> _SET TASK A_:
List each retention setting in the HumioRepository definition of the Humio setup text, with its value.
> _SET TASK B_:
In the Humio setup text, what username is used to log in under single-user authentication mode?

> _SUPPLIED TEXT_:

------------------------------

Initially the cluster will go into the state Bootstrapping as it starts up, but once it starts all nodes it will go into the state of Running.

Access the Humio Cluster
Configure DNS

To access the HumioCluster as well as allow cert-manager to generate a valid certificate for the cluster, there must be a DNS record added for $INGRESS_HOSTNAME as well as $INGRESS_ES_HOSTNAME which point to the NLB (Network Load Balancer) name of the ingress service. To get the NLB name of the ingress service, run:

shell
export INGRESS_SERVICE_HOSTNAME=$(kubectl get service ingress-nginx-controller -n ingress-nginx -o template --template "{{ range (index .status.loadBalancer.ingress 0) }}{{.}}{{ end }}")

Configuring the DNS record depends on your DNS provider. If using AWS Route53, create an Alias record which points both names directly to the INGRESS_SERVICE_HOSTNAME. For other providers, create a CNAME which points them to the INGRESS_SERVICE_HOSTNAME.

Logging In

Once the DNS records exist, you can now open https://${INGRESS_HOSTNAME} in a browser and login. Since we are using single-user authentication mode, the username will be developer and the password can be obtained by running:

shell
kubectl get secret developer-user -n logging -o=template --template={{.data.password}} | base64 -D

Note

This command uses base64 -D, but you may need to use base64 --decode if using linux.

Sending Data to the Cluster

To send data to the cluster, we will create a new Repository, obtain the ingest token, and then configure fluentbit (a tool for shipping logs) to gather logs from all the pods in our Kubernetes cluster and send them to Humio.

Create Repo, Parser and Ingest Token

Create the Repository using the Humio Operator by running the following. Using a simple text editor, create a file named, humiorepository.yaml and copy the following lines into it:

ini
cat > humiorepository.yaml<<EOF
apiVersion: core.humio.com/v1alpha1
kind: HumioRepository
metadata:
 name: quickstart-cluster-logs
 namespace: logging
spec:
 managedClusterName: humio-quickstart
 name: quickstart-cluster-logs
 description: "Cluster logs repository"
 retention:
 timeInDays: 30
 ingestSizeInGB: 50
 storageSizeInGB: 10
 EOF
shell
kubectl apply -f humiorepository.yaml

Next, create a parser which will be assigned to the repository and later on to the ingest token. It is also possible to skip this step and rely on one of the built-in parsers. Using a simple text editor, create a file named, humioparser.yaml and copy the following lines into it:

ini
cat > humioparser.yaml<<EOF
apiVersion: core.humio.com/v1alpha1
kind: HumioParser
metadata:
 name: quickstart-cluster-parser
 namespace: logging
spec:
 managedClusterName: humio-quickstart
 name: quickstart-cluster-parser
 repositoryName: quickstart-cluster-logs
 parserScript: |
 case {
 kubernetes.pod_name=/fluentbit/
 | /\[(?<@timestamp>[^\]]+)\]/
 | /^(?<@timestamp>.*)\[warn\].*/
 | parseTimestamp(format="yyyy/MM/dd' 'HH:mm:ss", field=@timestamp);
 parseJson();
 * | kvParse()

------------------------------

> _MATERIAL SHOWN_:
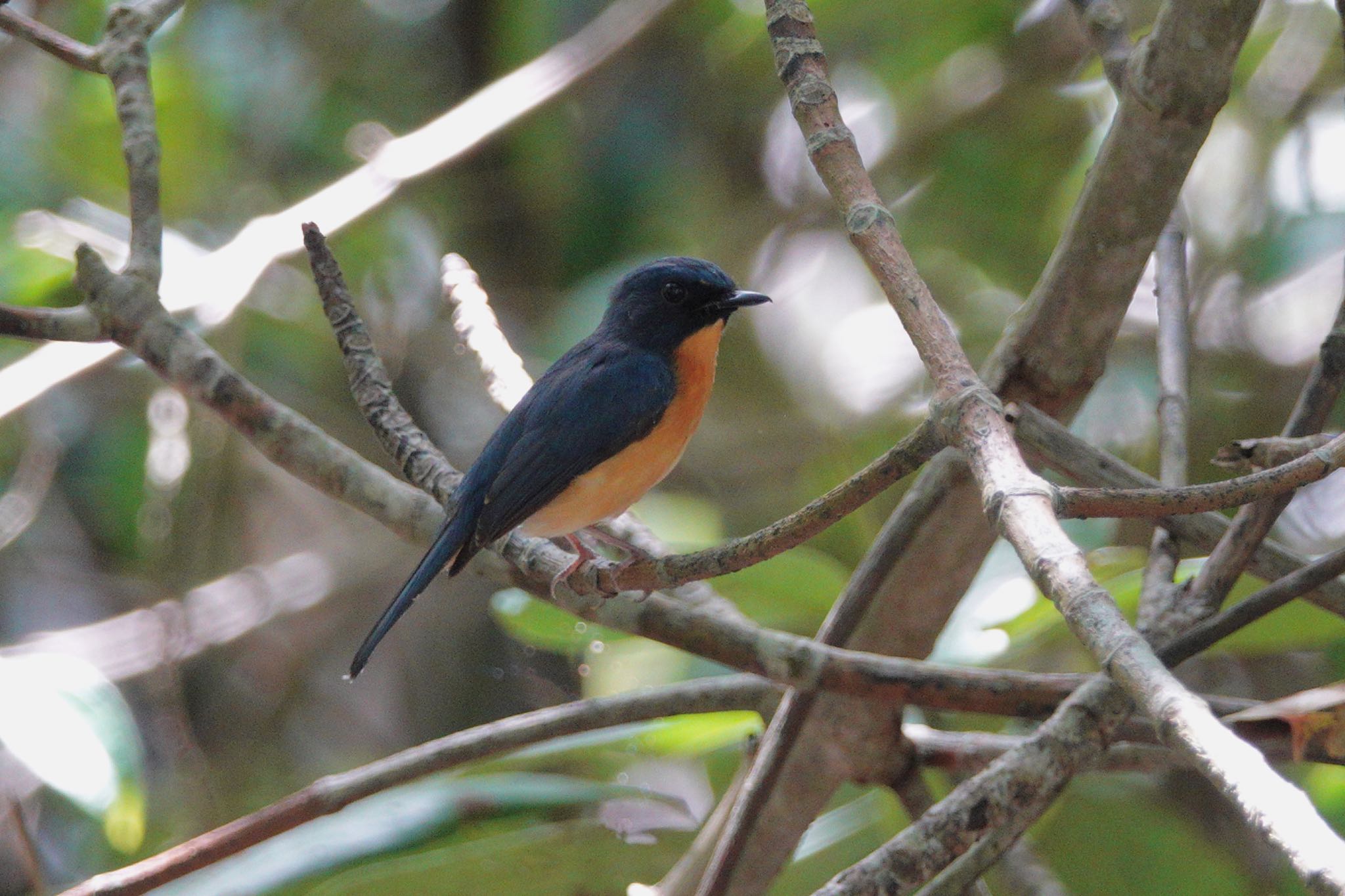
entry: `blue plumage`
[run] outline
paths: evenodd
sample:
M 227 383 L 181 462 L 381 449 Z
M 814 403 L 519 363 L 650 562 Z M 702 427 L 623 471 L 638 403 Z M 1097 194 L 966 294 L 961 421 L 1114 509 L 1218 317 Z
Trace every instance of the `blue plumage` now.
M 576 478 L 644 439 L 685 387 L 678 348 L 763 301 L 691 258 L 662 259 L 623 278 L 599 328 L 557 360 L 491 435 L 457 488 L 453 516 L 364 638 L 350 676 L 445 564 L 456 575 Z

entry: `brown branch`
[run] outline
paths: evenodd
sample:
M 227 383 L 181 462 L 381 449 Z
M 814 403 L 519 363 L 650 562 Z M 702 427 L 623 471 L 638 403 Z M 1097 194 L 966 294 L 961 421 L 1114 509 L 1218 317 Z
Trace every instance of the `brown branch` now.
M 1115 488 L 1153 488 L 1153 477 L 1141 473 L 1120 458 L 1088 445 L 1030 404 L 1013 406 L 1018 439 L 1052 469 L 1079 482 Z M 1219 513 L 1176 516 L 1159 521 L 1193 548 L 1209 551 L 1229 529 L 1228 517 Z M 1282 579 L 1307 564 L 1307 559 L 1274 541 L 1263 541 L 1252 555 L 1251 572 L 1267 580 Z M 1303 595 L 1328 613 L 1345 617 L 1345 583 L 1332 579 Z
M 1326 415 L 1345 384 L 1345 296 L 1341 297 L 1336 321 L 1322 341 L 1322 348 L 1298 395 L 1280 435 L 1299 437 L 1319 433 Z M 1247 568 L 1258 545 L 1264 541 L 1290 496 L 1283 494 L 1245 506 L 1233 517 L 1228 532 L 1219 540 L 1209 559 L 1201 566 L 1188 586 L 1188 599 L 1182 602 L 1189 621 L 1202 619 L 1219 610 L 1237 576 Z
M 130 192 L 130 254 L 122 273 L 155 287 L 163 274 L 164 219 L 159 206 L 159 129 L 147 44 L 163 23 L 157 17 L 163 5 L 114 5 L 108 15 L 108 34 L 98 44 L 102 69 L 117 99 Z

------------------------------

> _CORRECT RESPONSE A_:
- timeInDays: 30
- ingestSizeInGB: 50
- storageSizeInGB: 10

> _CORRECT RESPONSE B_:
developer